Premières Lignes #15

Hello à tous ! J’espère que votre été se passe bien et surtout que vous faîtes de belles découvertes livresques ! 🙂 Pour ma part, je me suis enfin lancée dans une recommandation de longue date de Nina : le dytique Aeternia de Gabriel Katz. Nina me le conseillait depuis deux ans maintenant et je dois avouer qu’après avoir fini le premier tome, elle avait raison ! J’enchaîne donc avec le deuxième mais j’en profite également pour vous faire découvrir les premières lignes de La Marche du Prophète (alias le tome 1). Si vous voulez en savoir un peu plus, les deux chroniques de Nina sur le sujet se trouvent juste ici et .

*Lignes de données*:
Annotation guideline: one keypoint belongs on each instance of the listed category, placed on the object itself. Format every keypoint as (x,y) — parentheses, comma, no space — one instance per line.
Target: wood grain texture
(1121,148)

*Série de tâches*:
A – D'après le texte fourni, qui conseillait le diptyque Aeternia depuis deux ans ?
B – Poursuivez le texte fourni sur le diptyque Aeternia à partir de sa dernière phrase.
Les données constituent un matériau à part, distinct du texte fourni.

*Les réponses*:
A – Nina.

B –
Avant de vous laisser avec le début de cette histoire, je vous rappelle le principe de ce rendez-vous créé par Ma Lecturothèque. Il s’agit de présenter les premières d’une de ses lectures, normalement toutes les semaines mais je préfère le faire tous les mois. La liste des participant.e.s se trouve en bas d’article. Bonne lecture 🙂

***

Respirer. Ne plus penser à rien. Sentir sous ses doigts le manche rugueux de la hache, planter son talon dans le sable de l’arène, fermer les yeux et attendre. Oublier le murmure de la foule, la chaleur qui montait du sol, le claquement des bannières au sommet des gradins. Se recueillir, comme pour une prière. Un rituel si familier qu’il en devenait presque apaisant, quelques secondes à peine avant le choc des armes. Mais, cette fois, Leth Marek ne put s’empêcher d’ouvrir les yeux, car c’était la dernière.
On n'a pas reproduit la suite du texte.